■ Objective:
Include in the output the line containing "Mark one point per instance of the leafy" and each subsequent line of the records, through the end, transcribed exactly. Add nothing else.

***

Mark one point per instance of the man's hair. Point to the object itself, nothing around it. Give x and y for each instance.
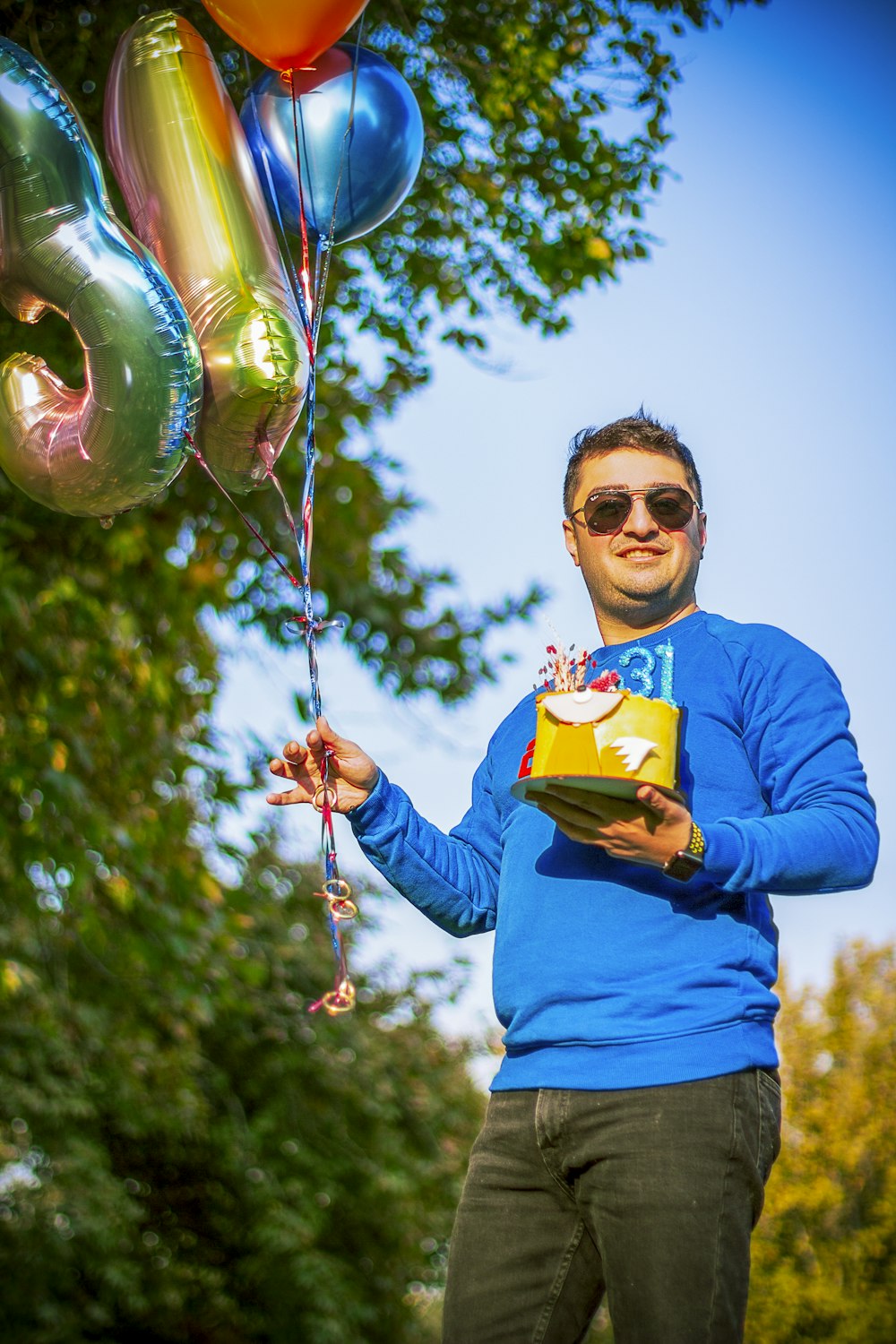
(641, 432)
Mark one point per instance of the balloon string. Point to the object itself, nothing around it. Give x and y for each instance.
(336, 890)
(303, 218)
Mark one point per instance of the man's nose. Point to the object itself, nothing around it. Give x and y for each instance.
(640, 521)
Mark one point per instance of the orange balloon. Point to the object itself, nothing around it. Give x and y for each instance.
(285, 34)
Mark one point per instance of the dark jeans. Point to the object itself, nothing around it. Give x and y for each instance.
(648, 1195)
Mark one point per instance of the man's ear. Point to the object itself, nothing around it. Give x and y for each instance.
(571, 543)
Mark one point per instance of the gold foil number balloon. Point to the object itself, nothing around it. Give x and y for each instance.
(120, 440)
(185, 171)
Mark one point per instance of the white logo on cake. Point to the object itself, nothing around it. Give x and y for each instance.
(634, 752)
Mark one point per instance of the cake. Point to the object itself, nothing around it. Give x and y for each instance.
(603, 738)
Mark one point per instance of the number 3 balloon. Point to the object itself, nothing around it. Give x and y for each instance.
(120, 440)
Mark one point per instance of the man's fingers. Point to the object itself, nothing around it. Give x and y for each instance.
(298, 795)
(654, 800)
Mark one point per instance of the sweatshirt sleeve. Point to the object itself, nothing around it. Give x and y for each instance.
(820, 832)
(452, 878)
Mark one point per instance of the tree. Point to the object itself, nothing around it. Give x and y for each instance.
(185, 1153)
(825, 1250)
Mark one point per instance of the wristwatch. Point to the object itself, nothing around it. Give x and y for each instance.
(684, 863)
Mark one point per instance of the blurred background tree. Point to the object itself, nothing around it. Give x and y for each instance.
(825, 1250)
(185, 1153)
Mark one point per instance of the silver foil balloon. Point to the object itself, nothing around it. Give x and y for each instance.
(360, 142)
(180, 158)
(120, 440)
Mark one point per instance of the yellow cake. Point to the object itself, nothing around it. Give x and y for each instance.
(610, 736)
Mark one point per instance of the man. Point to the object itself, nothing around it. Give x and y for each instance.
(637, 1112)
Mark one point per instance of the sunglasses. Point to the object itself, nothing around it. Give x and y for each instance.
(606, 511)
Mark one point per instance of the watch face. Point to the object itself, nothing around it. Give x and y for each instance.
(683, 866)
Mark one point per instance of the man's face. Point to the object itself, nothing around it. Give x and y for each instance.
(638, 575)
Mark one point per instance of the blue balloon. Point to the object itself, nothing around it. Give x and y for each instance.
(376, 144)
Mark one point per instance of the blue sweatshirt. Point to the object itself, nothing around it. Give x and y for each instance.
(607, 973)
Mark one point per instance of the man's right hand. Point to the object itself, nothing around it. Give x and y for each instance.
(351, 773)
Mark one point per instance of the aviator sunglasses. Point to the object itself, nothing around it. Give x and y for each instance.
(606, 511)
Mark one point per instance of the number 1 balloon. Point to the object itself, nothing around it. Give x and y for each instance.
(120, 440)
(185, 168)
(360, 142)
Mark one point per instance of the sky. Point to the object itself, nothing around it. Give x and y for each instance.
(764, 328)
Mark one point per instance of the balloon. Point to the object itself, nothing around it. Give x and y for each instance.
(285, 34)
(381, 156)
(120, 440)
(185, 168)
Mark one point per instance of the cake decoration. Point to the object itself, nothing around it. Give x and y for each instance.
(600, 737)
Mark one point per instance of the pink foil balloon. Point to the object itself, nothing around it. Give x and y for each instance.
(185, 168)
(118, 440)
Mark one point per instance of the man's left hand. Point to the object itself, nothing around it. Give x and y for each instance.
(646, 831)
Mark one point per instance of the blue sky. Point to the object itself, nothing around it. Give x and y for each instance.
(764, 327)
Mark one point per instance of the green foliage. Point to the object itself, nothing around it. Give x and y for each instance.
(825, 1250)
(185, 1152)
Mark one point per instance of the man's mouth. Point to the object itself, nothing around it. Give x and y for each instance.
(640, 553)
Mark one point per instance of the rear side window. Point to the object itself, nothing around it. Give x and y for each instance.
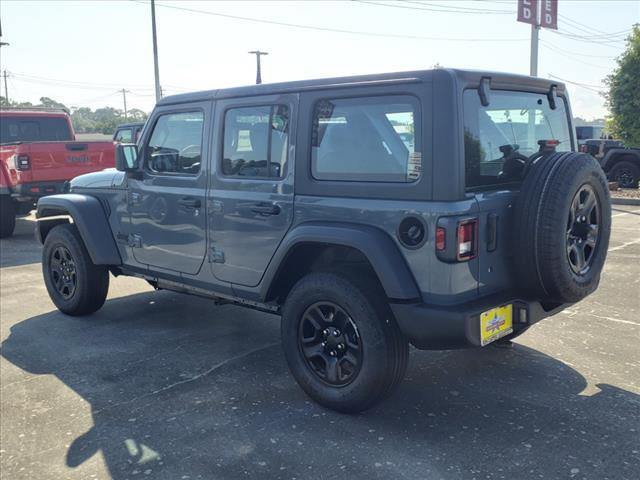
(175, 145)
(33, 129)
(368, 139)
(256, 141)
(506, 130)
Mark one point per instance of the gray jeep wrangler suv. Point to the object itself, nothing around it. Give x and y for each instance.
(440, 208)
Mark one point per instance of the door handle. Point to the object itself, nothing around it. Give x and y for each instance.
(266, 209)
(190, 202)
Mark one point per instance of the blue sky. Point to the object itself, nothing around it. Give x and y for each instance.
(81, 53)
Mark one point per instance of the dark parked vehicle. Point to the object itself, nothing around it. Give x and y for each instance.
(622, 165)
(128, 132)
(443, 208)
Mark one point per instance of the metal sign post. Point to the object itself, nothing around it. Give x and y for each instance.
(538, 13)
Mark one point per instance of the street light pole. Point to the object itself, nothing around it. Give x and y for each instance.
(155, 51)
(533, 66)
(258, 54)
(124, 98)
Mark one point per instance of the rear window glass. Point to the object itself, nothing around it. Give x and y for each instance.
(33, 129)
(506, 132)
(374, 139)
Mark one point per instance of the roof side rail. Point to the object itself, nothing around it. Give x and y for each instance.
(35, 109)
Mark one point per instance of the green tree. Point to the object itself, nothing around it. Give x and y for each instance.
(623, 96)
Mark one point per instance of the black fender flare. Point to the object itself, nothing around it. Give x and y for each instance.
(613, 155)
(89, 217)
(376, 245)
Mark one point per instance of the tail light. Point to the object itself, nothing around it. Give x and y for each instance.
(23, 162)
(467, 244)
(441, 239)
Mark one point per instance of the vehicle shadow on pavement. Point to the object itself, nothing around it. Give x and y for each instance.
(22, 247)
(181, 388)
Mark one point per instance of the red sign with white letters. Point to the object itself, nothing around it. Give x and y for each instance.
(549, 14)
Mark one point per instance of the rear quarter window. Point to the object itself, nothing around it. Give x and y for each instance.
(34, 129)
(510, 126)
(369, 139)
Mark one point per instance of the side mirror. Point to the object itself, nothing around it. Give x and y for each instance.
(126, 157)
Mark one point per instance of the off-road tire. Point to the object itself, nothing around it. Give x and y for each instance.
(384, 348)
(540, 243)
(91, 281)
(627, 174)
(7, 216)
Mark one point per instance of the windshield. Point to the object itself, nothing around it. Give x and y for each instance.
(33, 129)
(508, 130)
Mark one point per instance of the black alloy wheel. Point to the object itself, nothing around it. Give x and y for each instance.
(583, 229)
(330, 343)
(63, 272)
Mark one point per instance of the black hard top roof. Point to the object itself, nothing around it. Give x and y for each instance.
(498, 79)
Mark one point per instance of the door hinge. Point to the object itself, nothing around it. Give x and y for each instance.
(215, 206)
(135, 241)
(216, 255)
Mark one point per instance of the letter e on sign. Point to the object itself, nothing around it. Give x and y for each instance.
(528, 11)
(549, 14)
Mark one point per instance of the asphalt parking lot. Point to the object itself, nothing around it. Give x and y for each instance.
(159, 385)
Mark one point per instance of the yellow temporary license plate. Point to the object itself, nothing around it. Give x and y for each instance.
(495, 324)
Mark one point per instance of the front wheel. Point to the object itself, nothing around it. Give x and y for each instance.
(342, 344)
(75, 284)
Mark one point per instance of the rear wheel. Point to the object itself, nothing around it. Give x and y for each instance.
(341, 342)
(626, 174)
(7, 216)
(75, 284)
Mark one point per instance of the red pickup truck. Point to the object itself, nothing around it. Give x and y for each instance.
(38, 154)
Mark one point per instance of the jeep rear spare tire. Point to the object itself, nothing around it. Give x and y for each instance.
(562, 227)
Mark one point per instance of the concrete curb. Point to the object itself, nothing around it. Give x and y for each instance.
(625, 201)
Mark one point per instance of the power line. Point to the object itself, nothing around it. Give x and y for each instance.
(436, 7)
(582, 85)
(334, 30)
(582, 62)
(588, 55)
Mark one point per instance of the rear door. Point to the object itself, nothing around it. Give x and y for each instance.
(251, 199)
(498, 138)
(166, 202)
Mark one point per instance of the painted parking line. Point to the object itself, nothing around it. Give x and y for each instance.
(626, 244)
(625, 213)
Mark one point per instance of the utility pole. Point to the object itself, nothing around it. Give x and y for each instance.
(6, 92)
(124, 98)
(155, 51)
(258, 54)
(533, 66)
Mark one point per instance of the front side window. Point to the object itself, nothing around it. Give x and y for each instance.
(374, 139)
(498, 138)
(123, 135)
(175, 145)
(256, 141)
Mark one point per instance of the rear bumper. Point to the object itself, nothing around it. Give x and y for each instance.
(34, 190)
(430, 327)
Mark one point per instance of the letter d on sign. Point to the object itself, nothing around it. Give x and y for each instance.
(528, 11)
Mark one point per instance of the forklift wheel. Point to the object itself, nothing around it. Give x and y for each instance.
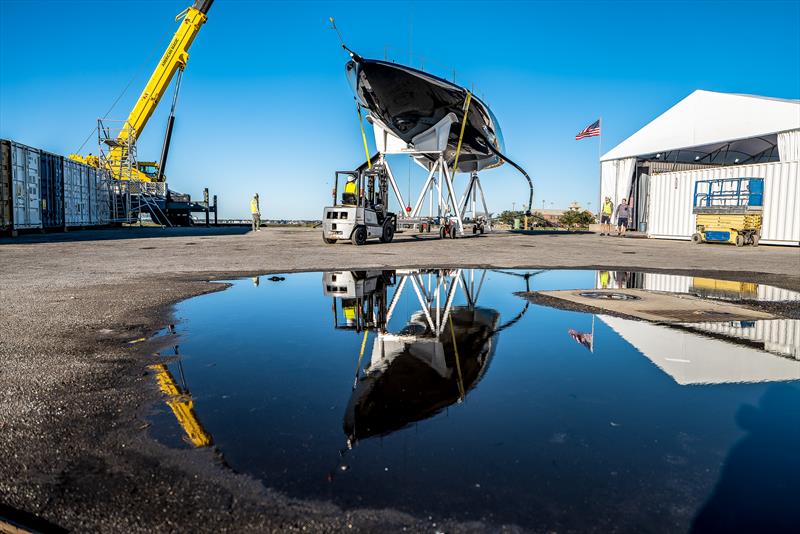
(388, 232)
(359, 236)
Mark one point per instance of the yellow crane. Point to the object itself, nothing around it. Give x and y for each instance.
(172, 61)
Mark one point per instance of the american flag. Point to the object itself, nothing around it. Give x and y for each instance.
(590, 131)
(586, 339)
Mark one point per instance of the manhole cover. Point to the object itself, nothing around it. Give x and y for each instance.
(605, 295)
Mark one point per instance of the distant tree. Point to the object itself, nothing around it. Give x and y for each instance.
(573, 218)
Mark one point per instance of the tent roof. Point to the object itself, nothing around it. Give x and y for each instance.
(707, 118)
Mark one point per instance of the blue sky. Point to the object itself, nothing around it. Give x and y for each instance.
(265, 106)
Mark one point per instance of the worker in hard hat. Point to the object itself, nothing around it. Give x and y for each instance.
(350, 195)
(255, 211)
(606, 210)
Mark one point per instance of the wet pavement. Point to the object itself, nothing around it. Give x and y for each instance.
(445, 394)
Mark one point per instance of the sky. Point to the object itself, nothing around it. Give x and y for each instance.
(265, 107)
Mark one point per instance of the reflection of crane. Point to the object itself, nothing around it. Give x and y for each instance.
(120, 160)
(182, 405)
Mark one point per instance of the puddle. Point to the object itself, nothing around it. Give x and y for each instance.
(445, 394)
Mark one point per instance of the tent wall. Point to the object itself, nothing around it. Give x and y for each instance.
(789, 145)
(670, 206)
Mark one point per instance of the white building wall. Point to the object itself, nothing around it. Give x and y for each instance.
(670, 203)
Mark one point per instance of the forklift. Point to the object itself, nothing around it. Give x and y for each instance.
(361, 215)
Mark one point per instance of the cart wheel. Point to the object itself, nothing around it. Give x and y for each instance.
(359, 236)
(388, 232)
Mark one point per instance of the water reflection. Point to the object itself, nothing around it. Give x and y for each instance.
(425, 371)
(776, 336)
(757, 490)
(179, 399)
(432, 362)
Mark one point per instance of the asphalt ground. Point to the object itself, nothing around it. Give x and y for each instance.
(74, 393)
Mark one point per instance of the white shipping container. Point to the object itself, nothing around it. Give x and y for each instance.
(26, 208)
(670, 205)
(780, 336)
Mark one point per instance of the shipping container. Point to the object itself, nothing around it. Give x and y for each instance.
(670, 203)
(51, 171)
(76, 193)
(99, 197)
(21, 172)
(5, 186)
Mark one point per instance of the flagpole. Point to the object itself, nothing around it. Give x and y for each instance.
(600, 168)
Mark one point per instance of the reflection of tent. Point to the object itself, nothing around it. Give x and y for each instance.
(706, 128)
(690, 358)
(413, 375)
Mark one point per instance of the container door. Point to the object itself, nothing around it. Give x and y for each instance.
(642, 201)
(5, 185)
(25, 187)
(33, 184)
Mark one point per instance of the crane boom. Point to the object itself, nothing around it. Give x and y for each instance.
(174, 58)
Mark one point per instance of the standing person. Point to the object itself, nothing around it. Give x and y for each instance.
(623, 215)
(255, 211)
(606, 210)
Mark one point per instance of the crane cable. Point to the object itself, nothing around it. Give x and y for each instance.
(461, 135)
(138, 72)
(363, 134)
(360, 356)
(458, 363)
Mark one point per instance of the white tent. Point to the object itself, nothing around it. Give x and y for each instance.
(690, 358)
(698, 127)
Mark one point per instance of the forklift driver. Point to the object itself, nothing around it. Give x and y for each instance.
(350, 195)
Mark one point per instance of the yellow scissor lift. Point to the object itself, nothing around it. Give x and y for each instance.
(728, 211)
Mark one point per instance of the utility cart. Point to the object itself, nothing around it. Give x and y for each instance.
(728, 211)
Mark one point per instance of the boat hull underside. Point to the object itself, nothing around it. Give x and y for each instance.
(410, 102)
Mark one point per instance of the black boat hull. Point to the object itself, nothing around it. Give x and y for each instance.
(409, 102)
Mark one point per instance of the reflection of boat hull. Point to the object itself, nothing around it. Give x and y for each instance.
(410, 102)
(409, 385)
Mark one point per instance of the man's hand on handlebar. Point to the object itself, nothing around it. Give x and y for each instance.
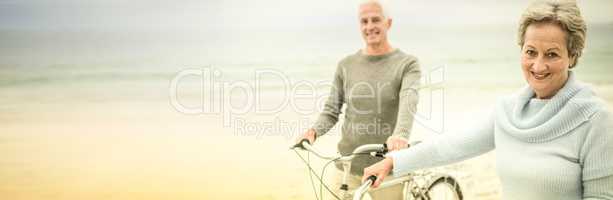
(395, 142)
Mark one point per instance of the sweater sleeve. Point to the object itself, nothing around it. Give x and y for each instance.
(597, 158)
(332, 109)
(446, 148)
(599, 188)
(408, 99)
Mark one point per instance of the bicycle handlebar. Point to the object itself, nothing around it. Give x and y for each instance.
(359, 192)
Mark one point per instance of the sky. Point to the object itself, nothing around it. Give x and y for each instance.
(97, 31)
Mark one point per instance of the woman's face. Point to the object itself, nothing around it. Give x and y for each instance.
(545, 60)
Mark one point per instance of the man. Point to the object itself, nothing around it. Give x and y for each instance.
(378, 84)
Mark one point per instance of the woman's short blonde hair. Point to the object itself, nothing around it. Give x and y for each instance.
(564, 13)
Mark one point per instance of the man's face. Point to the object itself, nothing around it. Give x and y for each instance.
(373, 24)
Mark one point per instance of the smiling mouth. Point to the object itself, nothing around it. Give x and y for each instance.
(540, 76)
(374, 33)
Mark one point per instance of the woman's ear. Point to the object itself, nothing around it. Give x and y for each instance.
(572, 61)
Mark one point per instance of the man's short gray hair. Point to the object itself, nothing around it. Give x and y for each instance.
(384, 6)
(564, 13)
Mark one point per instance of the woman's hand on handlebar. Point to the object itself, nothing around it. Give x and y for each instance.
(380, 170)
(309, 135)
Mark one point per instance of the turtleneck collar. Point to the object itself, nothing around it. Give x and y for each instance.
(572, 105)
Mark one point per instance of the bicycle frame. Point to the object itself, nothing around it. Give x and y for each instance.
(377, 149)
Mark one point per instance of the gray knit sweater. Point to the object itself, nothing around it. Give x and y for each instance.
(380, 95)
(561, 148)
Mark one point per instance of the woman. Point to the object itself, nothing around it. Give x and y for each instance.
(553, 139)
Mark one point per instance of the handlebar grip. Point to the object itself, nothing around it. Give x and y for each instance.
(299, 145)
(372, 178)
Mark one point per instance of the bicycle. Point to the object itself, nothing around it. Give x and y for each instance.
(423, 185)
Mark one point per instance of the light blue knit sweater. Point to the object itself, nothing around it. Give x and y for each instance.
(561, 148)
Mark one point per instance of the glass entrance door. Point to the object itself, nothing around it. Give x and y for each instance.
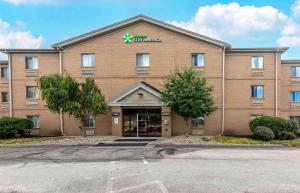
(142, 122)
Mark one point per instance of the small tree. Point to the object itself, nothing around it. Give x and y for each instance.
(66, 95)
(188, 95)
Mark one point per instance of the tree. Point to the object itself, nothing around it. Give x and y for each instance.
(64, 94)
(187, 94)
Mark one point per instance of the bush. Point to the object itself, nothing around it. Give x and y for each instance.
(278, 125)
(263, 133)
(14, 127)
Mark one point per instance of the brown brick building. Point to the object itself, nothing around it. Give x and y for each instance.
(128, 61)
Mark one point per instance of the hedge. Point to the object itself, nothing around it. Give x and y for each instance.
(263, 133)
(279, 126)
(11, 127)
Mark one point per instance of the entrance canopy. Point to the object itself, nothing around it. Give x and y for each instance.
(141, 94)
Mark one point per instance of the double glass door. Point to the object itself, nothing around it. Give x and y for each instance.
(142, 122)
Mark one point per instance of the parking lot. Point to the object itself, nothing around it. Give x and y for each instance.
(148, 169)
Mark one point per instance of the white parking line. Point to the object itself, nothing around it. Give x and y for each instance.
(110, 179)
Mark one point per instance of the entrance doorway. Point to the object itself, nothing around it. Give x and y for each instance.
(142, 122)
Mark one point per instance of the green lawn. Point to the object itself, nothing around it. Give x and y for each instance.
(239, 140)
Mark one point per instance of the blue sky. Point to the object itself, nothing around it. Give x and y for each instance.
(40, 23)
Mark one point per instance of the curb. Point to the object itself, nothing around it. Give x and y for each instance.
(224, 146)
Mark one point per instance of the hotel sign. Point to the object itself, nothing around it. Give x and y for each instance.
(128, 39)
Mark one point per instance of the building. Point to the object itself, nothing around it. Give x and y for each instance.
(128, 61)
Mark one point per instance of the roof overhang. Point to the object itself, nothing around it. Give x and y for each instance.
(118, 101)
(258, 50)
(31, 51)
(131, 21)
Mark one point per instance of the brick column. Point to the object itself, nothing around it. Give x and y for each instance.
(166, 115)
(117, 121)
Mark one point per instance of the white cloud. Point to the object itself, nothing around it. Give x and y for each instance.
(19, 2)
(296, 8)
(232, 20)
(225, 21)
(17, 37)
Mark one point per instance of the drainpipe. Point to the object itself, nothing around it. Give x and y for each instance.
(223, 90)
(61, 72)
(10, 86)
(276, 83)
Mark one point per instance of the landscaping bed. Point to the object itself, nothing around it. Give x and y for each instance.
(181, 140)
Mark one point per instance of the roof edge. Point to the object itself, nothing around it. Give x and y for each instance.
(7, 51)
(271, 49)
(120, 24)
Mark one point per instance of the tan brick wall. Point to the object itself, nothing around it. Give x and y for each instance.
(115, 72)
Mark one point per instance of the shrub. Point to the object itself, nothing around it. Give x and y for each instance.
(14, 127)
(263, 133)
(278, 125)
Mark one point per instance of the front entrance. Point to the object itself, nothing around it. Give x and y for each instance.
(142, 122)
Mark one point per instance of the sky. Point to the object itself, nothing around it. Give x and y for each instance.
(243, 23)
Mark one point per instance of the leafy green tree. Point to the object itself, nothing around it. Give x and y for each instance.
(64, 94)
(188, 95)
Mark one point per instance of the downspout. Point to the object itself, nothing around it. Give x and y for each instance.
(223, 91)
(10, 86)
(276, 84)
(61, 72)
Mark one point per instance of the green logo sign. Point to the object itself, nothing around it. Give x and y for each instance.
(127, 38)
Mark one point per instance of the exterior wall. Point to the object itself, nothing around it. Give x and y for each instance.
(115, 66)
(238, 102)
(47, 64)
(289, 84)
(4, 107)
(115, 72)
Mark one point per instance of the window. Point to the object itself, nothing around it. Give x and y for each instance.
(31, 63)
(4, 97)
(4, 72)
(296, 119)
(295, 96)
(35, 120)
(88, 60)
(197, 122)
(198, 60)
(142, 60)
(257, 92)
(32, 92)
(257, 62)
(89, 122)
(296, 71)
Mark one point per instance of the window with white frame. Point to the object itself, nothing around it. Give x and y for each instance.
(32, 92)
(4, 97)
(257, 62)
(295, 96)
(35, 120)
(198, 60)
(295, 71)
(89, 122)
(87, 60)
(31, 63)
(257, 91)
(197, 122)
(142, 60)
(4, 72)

***

■ The result:
Mark one point per instance of the leafy green tree. Point to the object itself, nothing around it. Give x and y for each instance.
(64, 94)
(188, 95)
Mark one point per instance of the downspout. Point to the object itself, nothing around it. Give x and y for each instance.
(223, 91)
(10, 86)
(276, 84)
(61, 72)
Mark one point per instance of the green logo sign. Point to the object itself, nothing around it. Give x and y for each instance.
(127, 38)
Mark one point per instance of the exterior wall. Point to the object itself, nothing around it. Give x and y for each instance.
(115, 66)
(238, 102)
(47, 64)
(289, 84)
(4, 107)
(115, 72)
Mark one point per instance of the window. Point to the object itself, nothing around it. Give x and y for each instance.
(31, 63)
(4, 97)
(4, 72)
(296, 119)
(295, 96)
(35, 120)
(88, 60)
(197, 122)
(198, 60)
(142, 60)
(257, 92)
(32, 92)
(257, 62)
(89, 122)
(296, 71)
Mark one point per instance of the window with white frame. Point to the object itself, nothing around it. Give x and y for each instance.
(32, 92)
(4, 97)
(257, 62)
(295, 96)
(35, 120)
(198, 60)
(295, 71)
(89, 122)
(87, 60)
(31, 63)
(257, 91)
(197, 122)
(142, 60)
(4, 72)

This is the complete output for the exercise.